The following steps will be useful in graphing absolute value functions:
- Step 1: Before plotting any absolute value function, first, we must plot the absolute value parent function:
\(y=|x|\)
Let us take some random values for \(x\).
\(x=−3→y=|−3|=3→(−3,3)\)
\(x=−2→y=|−2|=2→(−2,2)\)
\(x=−1→y=|−1|=1→(−1,1)\)
\(x=0→y=|0|=0→(0,0)\)
\(x=1→y=|1|=1→(1,1)\)
\(x=2→y=|2|=2→(2,2)\)
\(x=3→y=|3|=3→(3,3)\)
If we plot these points on the graph sheet, we will get a graph as given below.
![](https://www.effortlessmath.com/wp-content/uploads/2023/03/Untitledx.png)
When we look at the above graph, clearly the vertex is \((0, 0)\).
- Step 2: Write the given absolute value function as \(y−k=|x−h|\).
- Step 3: To get the vertex of the absolute value function above, equate \((x – h)\) and \((y – k)\) to zero, that is,
\(x−h=0\) and \(y−k=0\)
\(x=h\) and \(y=k\)
Therefore, the vertex is \((h, k)\).
- Step 4: According to the vertex, we have to shift the above graph.
Note: If we have negative signs in front of absolute signs, we have to flip the curve over.
Graphing Absolute Value Function – Example 1:
Graphing absolute value function \(y=|x−1|\).
Solution:
The given absolute value function is in the form: \(y−k=|x−h|\)
That is, \(y=|x−1|\)

__DATASET ROWS__:
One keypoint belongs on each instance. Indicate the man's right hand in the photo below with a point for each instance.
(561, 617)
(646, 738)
==
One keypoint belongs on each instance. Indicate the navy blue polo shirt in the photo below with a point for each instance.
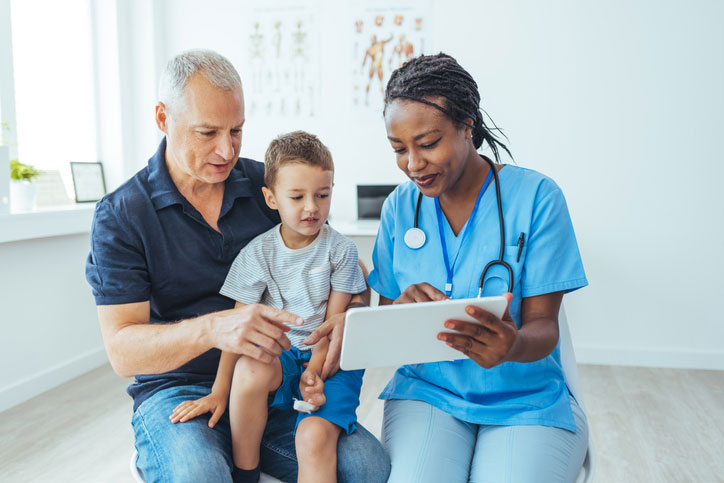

__INSTRUCTION__: Can you copy, word for word, the stretch of the absolute value graphing guide from "If we plot these" through "the above graph."?

__SOLUTION FOR THIS TASK__:
If we plot these points on the graph sheet, we will get a graph as given below.
![](https://www.effortlessmath.com/wp-content/uploads/2023/03/Untitledx.png)
When we look at the above graph, clearly the vertex is \((0, 0)\).
- Step 2: Write the given absolute value function as \(y−k=|x−h|\).
- Step 3: To get the vertex of the absolute value function above, equate \((x – h)\) and \((y – k)\) to zero, that is,
\(x−h=0\) and \(y−k=0\)
\(x=h\) and \(y=k\)
Therefore, the vertex is \((h, k)\).
- Step 4: According to the vertex, we have to shift the above graph.